--- TASK STATEMENT ---
Copy the following records verbatim, omitting the pictures from your copy.

--- PROVIDED DATA ---
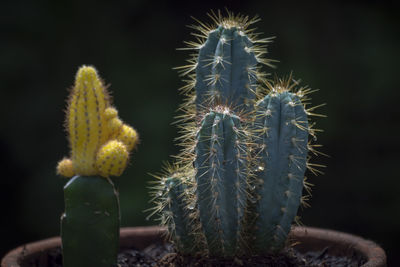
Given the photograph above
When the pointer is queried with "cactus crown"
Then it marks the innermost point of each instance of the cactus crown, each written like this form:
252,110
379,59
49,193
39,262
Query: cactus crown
100,142
237,184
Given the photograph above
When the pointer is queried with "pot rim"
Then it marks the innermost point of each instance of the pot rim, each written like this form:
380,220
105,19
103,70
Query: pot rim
305,238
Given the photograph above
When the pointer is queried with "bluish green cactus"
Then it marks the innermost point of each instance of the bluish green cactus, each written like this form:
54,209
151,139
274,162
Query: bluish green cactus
221,164
283,126
245,144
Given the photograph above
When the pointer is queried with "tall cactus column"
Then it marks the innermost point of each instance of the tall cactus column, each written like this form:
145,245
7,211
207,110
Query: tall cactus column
282,122
221,181
245,144
100,143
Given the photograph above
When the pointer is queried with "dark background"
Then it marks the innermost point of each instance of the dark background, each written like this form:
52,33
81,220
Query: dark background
350,51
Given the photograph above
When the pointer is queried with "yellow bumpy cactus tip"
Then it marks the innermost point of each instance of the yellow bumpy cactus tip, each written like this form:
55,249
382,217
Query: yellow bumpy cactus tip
100,142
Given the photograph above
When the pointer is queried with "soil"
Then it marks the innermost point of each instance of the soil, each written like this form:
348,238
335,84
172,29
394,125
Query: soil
165,255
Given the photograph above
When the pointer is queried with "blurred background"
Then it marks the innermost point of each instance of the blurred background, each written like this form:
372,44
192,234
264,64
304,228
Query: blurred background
349,50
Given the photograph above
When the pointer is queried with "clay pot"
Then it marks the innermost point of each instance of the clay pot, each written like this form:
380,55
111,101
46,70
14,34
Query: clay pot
307,239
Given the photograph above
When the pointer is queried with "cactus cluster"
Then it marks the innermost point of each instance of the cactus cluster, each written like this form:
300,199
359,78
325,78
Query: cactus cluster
100,144
237,184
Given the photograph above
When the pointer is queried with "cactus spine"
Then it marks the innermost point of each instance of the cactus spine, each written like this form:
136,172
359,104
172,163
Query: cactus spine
240,176
100,143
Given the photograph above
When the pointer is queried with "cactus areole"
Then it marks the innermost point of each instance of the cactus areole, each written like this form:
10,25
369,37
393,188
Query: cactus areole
100,144
238,182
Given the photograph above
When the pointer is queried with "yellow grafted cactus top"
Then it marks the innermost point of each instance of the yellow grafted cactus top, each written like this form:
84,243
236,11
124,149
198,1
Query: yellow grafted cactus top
100,142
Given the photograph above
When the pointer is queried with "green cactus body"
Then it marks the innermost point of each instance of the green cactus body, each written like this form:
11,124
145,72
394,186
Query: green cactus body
176,211
282,120
225,73
90,221
245,142
221,181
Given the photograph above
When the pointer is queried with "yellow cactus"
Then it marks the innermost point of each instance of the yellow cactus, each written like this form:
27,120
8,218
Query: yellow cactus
112,158
65,168
93,125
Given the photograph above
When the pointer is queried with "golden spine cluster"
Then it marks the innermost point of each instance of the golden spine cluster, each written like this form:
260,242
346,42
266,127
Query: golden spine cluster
100,142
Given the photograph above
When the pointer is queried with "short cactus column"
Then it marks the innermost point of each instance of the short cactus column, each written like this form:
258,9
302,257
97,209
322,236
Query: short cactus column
239,179
100,143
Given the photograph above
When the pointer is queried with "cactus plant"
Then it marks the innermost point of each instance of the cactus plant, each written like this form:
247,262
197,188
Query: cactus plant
100,143
237,184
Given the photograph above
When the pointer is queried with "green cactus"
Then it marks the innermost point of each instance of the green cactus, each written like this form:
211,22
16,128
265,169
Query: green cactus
245,144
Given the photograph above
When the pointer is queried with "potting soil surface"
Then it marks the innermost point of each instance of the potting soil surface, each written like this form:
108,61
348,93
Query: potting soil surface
165,255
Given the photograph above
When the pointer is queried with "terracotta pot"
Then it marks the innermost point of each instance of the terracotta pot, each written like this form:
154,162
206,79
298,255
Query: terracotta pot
308,239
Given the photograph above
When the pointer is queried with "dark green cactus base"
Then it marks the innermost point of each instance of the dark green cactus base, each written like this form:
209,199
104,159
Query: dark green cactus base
183,236
90,224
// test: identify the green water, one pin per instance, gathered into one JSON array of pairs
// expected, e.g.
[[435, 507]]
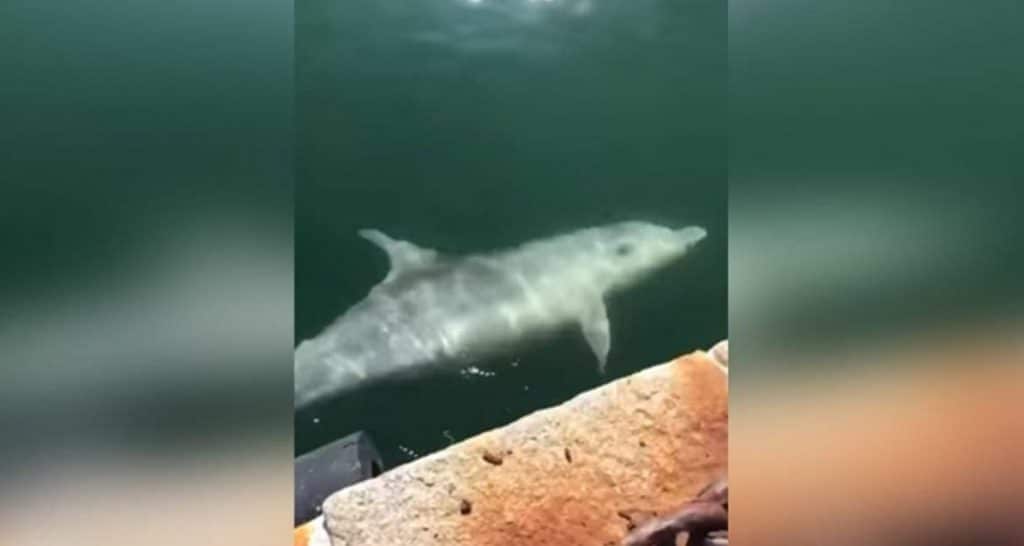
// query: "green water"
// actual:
[[469, 127]]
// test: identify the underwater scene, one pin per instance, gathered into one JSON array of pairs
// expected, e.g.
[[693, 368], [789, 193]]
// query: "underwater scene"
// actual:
[[500, 204]]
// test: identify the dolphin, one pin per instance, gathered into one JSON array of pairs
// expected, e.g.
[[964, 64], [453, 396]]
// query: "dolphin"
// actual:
[[433, 309]]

--- RIGHT ANSWER ---
Given the photograph above
When the pointer is queried with "cactus crown"
Then it marks the innermost point of each instance of the cactus crown, each written like this form:
252,110
379,59
49,193
39,262
Query: cactus crown
100,142
237,184
Given the photograph above
When the pointer is queried with "pot rim"
Then it marks the innermost point of each instance of the pot rim, each written like this form:
380,220
105,19
103,70
Query: pot rim
305,238
Given the photograph above
When the pointer is queried with "bluish green cactus"
Then it marks the innermost point of each instance of the bluish green cactus, each written like this form:
54,209
151,139
274,162
Query: bluish green cactus
221,164
283,126
245,144
Given the photograph above
When the pointer is queried with "tall cactus column"
Then it marks the innermost point of each instance of the tall cactus column, each written like this form:
145,245
7,211
207,110
Query: tall cactus column
282,122
221,181
245,144
100,143
Given the photograph above
When the pointer is queried with "dark background"
Then it marks the innermost point of each instance of the dark background, each written like this form:
52,33
81,220
Query: dark background
350,51
Given the photograph above
When the pointer is queried with "yellow bumpy cactus tip"
Then it marks the innermost point of each instance of the yellow bumpy cactus tip, each written like this form:
55,249
382,217
Query: yellow bumpy cactus tip
100,142
Given the photograph above
When the pointer is queried with "soil"
Then it marks the innermost point of each instance of the soil, each written like this form:
348,238
335,84
172,29
394,125
Query: soil
165,255
Given the photograph above
When the pointer is queried with "blurred background"
Then it marks the innermost point of each instance of the blurred background, each written like this form:
372,44
192,234
264,64
304,228
Query: blurred background
349,50
Given the photograph above
When the pointer is queried with "clay pot"
Then it marks the innermost point of each instance of the clay pot, each written like this form:
380,55
111,101
46,70
14,34
Query: clay pot
307,239
Given the photograph above
When the pointer is queried with "cactus cluster"
Then it marks the innermost point of each instance of the cactus cluster, each written like this form:
300,199
359,78
325,78
Query: cactus cluster
100,144
237,184
Given the photograph above
When the pointer is queried with "cactus spine"
Then it marks the innermost point of each instance of the cactus spine, each written like this form:
136,172
359,104
172,163
Query: cactus spine
240,176
100,143
Given the photograph above
When the pointer is queried with "cactus areole"
Then it marks the innermost point of each instance of the cactus areole, each written like this form:
10,25
369,37
393,188
Query: cactus areole
100,144
238,182
Given the photograph above
When the pointer is queried with "yellow grafted cactus top"
Then it marks the innermost point of each instance of the yellow grafted cactus top, each written like this form:
84,243
236,11
124,149
198,1
Query: yellow grafted cactus top
100,142
Given the photograph above
When the pointer is queried with "green cactus body"
Then it marks the innermost point of each instance of the green cactus body, each written like this form:
11,124
145,72
394,186
Query: green cactus body
176,211
282,120
225,73
90,221
245,142
221,181
Given the photograph above
When the pointer is queried with "yellow cactus"
Then it marks the innermost point of each instance of the yellow cactus, each written like this form:
27,120
8,218
Query: yellow cactus
112,158
65,168
93,125
Given the photograph above
When the pointer is queried with "golden spine cluster"
Then it marks the innermost point of each instance of the golden spine cluster, each written like this form:
260,242
346,42
266,127
Query: golden spine cluster
100,142
Given the photograph above
When the pointer is queried with "short cactus column"
Then it marks the innermost point of each instance of the short cactus column, each written like this form:
258,9
302,257
97,209
322,236
Query: short cactus column
239,179
100,143
Given the photograph above
When the pointer is queried with "cactus plant"
Then it marks the innermost point of each instance of the cactus plant, each written like this form:
247,262
197,188
Query: cactus plant
100,143
237,184
Given the photograph above
When the pointer is queried with "green cactus"
Then it marks the innermost point of each instance of the green cactus, each written like this form:
211,22
16,128
265,169
Query: green cactus
245,144
Given the photograph above
When the pointer is queried with "potting soil surface"
Then it marks the innermost point of each instance of the potting soil surface, each written like this form:
108,61
348,93
Query: potting soil surface
165,255
Given the photograph above
When the pointer is queried with "terracotta pot"
Then it marks the innermost point of each instance of the terracotta pot, each written like this form:
154,162
206,79
298,255
Query: terracotta pot
308,239
Given the photograph above
When the pointer is queried with "dark green cactus base"
Then it marks the innermost point of each instance of the dark green cactus base, each written like this form:
209,199
104,159
Query: dark green cactus base
183,236
90,224
// test: identify the green water, one pin per instance, gathered into one JSON array of pairs
// expected, e.g.
[[435, 507]]
// query: "green water"
// actual:
[[469, 127]]
// test: identify the underwater scene, one pin per instance, gathered into one JSON array of pairs
// expected, e.g.
[[693, 368], [789, 193]]
// query: "underwater scene"
// actual:
[[500, 204]]
// test: identify the dolphin, one pin per instance, gathered into one JSON array of pairs
// expected, e.g.
[[964, 64], [453, 396]]
// query: "dolphin"
// actual:
[[433, 309]]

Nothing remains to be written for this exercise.